**** Entries shown ****
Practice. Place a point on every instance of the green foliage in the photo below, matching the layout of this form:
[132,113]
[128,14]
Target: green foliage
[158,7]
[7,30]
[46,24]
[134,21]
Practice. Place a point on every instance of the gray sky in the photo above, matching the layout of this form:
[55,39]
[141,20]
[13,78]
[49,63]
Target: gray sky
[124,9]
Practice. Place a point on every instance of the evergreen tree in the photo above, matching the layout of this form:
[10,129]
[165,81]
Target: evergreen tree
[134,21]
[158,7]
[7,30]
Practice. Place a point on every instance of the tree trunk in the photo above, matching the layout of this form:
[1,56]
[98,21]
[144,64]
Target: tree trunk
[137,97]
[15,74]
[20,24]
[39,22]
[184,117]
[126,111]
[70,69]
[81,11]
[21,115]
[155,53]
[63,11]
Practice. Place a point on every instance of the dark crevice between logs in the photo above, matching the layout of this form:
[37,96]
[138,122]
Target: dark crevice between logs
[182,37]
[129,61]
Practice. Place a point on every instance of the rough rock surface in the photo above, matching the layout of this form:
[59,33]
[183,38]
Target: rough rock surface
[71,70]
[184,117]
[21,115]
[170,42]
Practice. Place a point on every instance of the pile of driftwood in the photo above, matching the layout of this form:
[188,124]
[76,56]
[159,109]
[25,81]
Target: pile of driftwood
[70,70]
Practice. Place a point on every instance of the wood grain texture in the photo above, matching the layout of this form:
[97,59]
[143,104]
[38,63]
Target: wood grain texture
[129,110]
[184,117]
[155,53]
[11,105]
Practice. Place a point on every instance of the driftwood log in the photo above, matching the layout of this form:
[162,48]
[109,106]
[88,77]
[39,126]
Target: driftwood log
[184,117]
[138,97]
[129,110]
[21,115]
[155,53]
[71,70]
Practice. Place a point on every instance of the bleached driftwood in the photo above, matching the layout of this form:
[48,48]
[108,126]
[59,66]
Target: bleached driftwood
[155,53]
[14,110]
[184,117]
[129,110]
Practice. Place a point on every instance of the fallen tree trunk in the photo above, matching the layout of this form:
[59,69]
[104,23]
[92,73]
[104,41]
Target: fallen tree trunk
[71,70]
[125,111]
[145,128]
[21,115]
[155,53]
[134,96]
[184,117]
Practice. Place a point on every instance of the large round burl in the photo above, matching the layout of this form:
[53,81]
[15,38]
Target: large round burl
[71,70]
****
- Task instructions
Every entry needs to be retyped exactly.

- Output for this exercise
Practice. Place a point on every instance of the green foliage in the photo below, matching the layout of this form:
[132,113]
[128,14]
Target: green foliage
[158,7]
[7,30]
[46,24]
[134,21]
Practice. Place a point on every instance of the gray sky in the photo above, matching the layout of this form:
[55,39]
[141,20]
[13,78]
[49,63]
Target: gray sky
[124,9]
Practice. Place a point on every instance of the evergreen tree in the photo above, matching the layout of this form:
[10,129]
[165,81]
Target: evergreen tree
[134,21]
[158,7]
[7,30]
Practice. Place a point on every instance of the tree trunk in the photo above, matching the layout of this form:
[1,56]
[98,21]
[144,64]
Target: tree trunk
[137,97]
[15,74]
[20,24]
[39,22]
[184,117]
[126,111]
[70,69]
[81,11]
[21,115]
[155,53]
[63,11]
Practice. Place a point on every instance of the dark crevice between logs in the photo above, matching the layout of this form:
[37,96]
[138,122]
Target: dark crevice between logs
[182,37]
[129,61]
Practice. Place a point on every instance of the rough rock surface in the photo above, matching the layout of this form:
[59,33]
[183,38]
Target: rough rock surface
[71,70]
[184,117]
[21,115]
[170,42]
Practice. Place a point on every instance of the pile of driftwood in the photo above, matching the layout of this form:
[188,124]
[76,56]
[159,109]
[25,81]
Target: pile of driftwood
[70,70]
Practice. Place a point on every instance of the wood grain texture in the photo above, matching the layout of this form:
[97,59]
[143,104]
[38,63]
Target: wood grain texture
[129,110]
[184,117]
[155,53]
[11,105]
Practice. Place a point on every instance of the driftwood log in the photo above, matching the layout of this form:
[162,48]
[109,106]
[88,77]
[39,126]
Target: driftwood log
[184,117]
[138,97]
[129,110]
[21,115]
[155,53]
[71,70]
Practice. Place a point on every instance of the bleached driftwood in the photo above, matching the layout of this form:
[48,48]
[108,126]
[59,66]
Target: bleached driftwood
[155,53]
[14,110]
[184,117]
[129,110]
Practice. Place a point on every instance of the fallen tree trunk in the photo above, matching the layout of this form:
[59,69]
[104,23]
[92,73]
[104,41]
Target: fallen tree trunk
[71,70]
[125,111]
[145,128]
[21,115]
[155,53]
[134,96]
[184,117]
Practice. Place a point on every instance of the large round burl in the photo above, matching the layout of this form:
[53,81]
[15,38]
Target: large round burl
[71,70]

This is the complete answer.